=== Section Start ===

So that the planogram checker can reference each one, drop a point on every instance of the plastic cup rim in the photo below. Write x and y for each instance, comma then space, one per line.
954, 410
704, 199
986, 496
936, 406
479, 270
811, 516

=== Section End ===

* [DIRECTIONS] In full and without alteration, repeat the records.

* [RESULT FOR THIS EXERCISE]
So that the planogram checker can reference each one, drop a point on every instance of the plastic cup rim in the photo below. Write x and y for each instance, comma then space, one per line.
954, 410
704, 199
986, 496
936, 406
479, 270
811, 516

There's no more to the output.